[Problem to solve] Copy the listing below word for word, keeping every line and point, but leave out the picture.

[Supplied material]

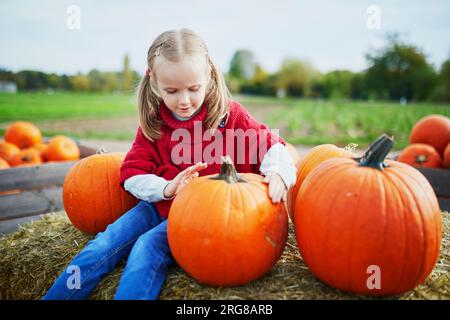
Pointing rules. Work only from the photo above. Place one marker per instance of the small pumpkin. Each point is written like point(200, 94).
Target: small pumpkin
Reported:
point(446, 160)
point(312, 159)
point(4, 164)
point(92, 195)
point(366, 219)
point(420, 155)
point(433, 130)
point(61, 148)
point(8, 150)
point(23, 134)
point(224, 230)
point(26, 157)
point(41, 148)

[Finished answer]
Pointing rules. Work only from the photo above. Place one marker per instance of the small pumpkin. Each point is written like point(200, 94).
Target: small pumpkin
Reported:
point(446, 160)
point(312, 159)
point(4, 164)
point(92, 195)
point(366, 219)
point(420, 155)
point(433, 130)
point(61, 148)
point(8, 150)
point(23, 134)
point(224, 230)
point(26, 157)
point(41, 148)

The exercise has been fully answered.